Out of the entries that follow, copy each line containing "below".

• • • • • • •

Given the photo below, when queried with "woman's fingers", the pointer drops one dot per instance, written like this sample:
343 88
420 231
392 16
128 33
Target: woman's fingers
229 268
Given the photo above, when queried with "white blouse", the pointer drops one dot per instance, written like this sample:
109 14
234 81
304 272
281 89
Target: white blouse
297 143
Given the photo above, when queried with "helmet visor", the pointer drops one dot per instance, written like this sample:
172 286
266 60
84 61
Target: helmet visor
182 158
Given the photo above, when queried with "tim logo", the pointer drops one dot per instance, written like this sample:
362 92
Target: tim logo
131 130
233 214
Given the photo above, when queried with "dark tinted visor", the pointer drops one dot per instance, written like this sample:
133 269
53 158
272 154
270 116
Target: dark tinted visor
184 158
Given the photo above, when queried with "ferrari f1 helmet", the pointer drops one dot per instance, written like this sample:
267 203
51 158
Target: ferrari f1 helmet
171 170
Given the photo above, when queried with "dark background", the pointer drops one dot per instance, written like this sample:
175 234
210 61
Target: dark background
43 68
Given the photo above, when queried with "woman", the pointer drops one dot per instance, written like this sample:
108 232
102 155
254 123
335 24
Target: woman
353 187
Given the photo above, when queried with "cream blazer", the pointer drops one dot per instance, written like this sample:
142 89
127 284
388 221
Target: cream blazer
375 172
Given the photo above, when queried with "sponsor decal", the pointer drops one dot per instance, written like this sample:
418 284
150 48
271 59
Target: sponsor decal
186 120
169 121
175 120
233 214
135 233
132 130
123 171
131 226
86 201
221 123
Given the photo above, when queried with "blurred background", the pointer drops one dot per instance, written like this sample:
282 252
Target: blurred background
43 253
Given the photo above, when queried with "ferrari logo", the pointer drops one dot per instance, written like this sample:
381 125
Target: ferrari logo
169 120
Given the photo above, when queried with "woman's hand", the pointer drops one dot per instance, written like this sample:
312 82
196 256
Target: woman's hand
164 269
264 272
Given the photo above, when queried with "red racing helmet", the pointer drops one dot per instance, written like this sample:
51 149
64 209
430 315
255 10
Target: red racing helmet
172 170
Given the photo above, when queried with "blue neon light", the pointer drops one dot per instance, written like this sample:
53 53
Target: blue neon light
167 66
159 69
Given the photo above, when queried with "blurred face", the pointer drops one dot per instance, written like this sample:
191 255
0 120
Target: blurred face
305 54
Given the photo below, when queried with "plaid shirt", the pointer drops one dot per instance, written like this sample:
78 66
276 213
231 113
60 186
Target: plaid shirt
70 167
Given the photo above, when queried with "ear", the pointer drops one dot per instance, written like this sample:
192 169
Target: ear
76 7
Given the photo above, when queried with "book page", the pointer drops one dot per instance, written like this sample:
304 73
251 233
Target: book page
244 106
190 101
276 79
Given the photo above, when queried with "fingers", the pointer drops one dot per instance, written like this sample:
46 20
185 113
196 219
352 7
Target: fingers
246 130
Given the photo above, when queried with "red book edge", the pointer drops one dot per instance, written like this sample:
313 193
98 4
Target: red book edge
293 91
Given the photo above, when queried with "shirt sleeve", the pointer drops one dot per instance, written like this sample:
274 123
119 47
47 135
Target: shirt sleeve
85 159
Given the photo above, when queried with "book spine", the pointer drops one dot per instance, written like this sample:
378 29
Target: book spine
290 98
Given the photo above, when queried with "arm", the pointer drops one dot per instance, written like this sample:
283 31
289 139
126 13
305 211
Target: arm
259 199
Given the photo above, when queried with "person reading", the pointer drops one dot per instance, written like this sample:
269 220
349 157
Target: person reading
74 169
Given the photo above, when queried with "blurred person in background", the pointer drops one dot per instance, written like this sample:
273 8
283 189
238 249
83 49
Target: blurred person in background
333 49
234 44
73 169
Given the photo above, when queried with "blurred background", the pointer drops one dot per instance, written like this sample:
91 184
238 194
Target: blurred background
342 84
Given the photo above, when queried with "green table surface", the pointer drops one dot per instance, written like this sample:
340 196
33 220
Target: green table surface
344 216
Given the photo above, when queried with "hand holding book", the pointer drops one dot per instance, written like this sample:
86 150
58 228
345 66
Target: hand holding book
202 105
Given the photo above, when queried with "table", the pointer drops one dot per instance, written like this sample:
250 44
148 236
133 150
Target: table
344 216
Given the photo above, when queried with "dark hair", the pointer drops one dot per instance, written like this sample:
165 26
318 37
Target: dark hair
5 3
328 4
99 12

• • • • • • •

## Solution to this exercise:
Given the photo below, when queried with "woman's fingers", the pointer drops one dot per instance, written like this sample:
Given the photo below, when queried with "plaid shirt", the pointer drops one dot per instance, written like this sample:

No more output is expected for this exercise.